Requirement:
From the text on the Oneida Communities' newspaper below, pull out the passage starting at "The article titled" and ending at "in vg cond.", copied word for word.

Utopian Oneida Communities - Spiritualists - Moral Reform - Anti-Slavery

Utopian Oneida Communities - Spiritualists - Moral Reform - Anti-Slavery

 

UTOPIAN ONEIDA COMMUNITIES – SPIRITUALISTS – MORAL REFORM - ANTI-SLAVERY

 

THE CIRCULAR. PUBLISHED WEEKLY BY THE ONEIDA AND WALLINGFORD COMMUNITIES. NEW SERIES. MOUNT TOM. Vol. IV., No.1 – Vol. IV, No. 53. March 18, 1867 – March 9, 1868. Nicely bound with each issues being 8 pages with the total pages being 416.

 

The Oneida Communities were found by John Humphrey Noyes (1811-1886) and practiced complex marriages, even credited with the coining of the phrase “free love”. As the society evolved they began a eugenic breeding program, the practice of improving the human species through selective mating of people with preferred hereditary traits in an effort to breed out various diseases and undesirable characteristics.

 

Although the newspaper covers a multitude of subjects including international and local news, there is also a great deal of emphasis on Oneida doctrine. Examples found within the paper would be analyzing the difference between Mormons, Shakers, Spiritualists, The Charge of Marrying for Money, The Anti-Mormon Movement – A Great Effort, articles concerning anti-slavery, abolitionists, Negro hymns, the Spirit of Freedman, the curing of insanity, analyzing the fact that Mormon wives are not jealous and the surrendering of Jefferson Davis.

 

In an article written by William Henry Channing, titled MORAL REFORM he writes “The first cause of licentiousness is to be found in a vicious organization, derived from parents with low appetites and of defective intellect and affection. This subject can be touched upon. But James P. Graves told the simple truth when he said to a lady with more good sense certainly, than good taste, ‘Madam, reform must begin in the marriage bed.”

 

Horace Greely in his article titled THE ANARCHY OF LABOR wrote “...Four times as many persons as are really needed are engaged in three times the needful cost in supplying families with Milk, Fruits, Vegetables, Groceries…. The sum of their subsistence and profits is of course an indirect tax on Productive labour….”

 

Spiritualism played an important part in the Oneida community. In one article it was written “...We know that material things convey spirits. The Spiritualists are strong on this point. They hold that a letter or a lock of hair carries with it the spirit of the person it came from, so that a seer or a clairvoyant can by it discern and describe the character. We hold that the Circular carries with it the spirit of the Oneida Community; so that any person reading it is affected, not merely by the ideas it presents but by the living aura of the body from which it emanates; and this influence is to a certain extent, independent of the character of particular articles...”

 

The article titled FREE LOVE states “...The obvious and essential difference between marriage and whoredom may be state thus: Marriage is a permanent union. Whoredom is a temporary flirtation...Free love to us does not mean freedom to love to-day and leave tomorrow; or freedom to take a woman’s person and keep our property to ourselves; or freedom to freight a woman with offspring and send her downstream without care of help; or freedom to beget children and leave them to the street and the poor-house. Our communities are families, as distinctly bounded and separated from promiscuous society as ordinary households….We are not “free lovers’ in any sense that makes love less binding or responsible than it is in marriage.”

 

Contemporary boards, moderate wear, re-backed with minor edge wear throughout. Overall in vg cond.

Data provided:

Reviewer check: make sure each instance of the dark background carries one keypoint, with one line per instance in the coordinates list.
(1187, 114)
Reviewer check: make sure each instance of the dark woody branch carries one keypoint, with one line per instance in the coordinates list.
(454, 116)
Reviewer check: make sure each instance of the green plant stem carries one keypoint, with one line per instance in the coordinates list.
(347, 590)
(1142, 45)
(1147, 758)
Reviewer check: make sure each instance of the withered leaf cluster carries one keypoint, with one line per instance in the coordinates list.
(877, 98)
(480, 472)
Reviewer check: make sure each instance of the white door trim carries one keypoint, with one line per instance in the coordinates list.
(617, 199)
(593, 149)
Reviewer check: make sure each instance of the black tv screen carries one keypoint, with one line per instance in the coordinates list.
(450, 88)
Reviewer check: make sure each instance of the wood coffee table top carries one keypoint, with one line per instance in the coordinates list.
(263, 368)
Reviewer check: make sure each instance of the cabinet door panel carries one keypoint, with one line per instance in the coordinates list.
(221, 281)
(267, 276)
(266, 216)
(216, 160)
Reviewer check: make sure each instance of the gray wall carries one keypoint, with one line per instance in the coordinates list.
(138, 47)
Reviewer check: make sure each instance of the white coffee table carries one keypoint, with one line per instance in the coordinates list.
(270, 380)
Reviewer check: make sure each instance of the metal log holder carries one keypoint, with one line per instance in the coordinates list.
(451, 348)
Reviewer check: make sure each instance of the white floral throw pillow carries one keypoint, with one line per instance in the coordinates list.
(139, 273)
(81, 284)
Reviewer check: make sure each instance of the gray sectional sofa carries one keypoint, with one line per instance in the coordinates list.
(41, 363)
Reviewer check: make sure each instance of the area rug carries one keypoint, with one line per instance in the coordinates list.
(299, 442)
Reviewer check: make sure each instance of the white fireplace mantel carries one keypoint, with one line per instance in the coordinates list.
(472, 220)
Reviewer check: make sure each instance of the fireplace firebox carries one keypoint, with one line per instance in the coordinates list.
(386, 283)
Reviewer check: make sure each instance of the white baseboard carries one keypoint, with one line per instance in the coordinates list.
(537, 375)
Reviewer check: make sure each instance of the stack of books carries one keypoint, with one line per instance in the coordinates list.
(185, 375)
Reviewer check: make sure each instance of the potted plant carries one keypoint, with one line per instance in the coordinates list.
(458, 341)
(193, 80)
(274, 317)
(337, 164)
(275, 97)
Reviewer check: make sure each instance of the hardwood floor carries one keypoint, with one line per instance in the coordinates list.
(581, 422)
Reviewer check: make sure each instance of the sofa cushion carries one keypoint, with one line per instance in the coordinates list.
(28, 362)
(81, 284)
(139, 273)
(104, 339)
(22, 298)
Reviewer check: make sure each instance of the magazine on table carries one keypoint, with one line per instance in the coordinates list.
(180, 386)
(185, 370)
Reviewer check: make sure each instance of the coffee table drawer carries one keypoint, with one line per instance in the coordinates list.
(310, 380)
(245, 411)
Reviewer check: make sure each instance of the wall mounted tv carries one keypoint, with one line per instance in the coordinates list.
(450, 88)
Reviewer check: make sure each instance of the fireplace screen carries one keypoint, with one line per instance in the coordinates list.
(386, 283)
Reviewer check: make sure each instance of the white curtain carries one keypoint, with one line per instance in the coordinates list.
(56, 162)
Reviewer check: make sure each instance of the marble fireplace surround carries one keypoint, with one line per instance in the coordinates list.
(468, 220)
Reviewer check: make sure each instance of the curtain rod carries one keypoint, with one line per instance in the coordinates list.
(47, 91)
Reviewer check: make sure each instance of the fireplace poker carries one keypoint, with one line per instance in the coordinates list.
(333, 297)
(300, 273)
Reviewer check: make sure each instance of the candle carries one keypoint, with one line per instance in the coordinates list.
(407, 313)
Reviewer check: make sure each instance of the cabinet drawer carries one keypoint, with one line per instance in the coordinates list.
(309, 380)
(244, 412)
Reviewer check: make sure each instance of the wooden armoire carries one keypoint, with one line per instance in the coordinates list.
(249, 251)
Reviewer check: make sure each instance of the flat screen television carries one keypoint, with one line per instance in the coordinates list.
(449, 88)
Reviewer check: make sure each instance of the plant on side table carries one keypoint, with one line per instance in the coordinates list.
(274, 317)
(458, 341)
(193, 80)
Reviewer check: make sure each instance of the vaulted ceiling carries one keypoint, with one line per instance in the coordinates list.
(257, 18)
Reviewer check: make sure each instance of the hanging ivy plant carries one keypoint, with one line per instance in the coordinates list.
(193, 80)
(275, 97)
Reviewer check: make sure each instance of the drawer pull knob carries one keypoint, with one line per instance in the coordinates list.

Task solution:
The article titled FREE LOVE states “...The obvious and essential difference between marriage and whoredom may be state thus: Marriage is a permanent union. Whoredom is a temporary flirtation...Free love to us does not mean freedom to love to-day and leave tomorrow; or freedom to take a woman’s person and keep our property to ourselves; or freedom to freight a woman with offspring and send her downstream without care of help; or freedom to beget children and leave them to the street and the poor-house. Our communities are families, as distinctly bounded and separated from promiscuous society as ordinary households….We are not “free lovers’ in any sense that makes love less binding or responsible than it is in marriage.”

 

Contemporary boards, moderate wear, re-backed with minor edge wear throughout. Overall in vg cond.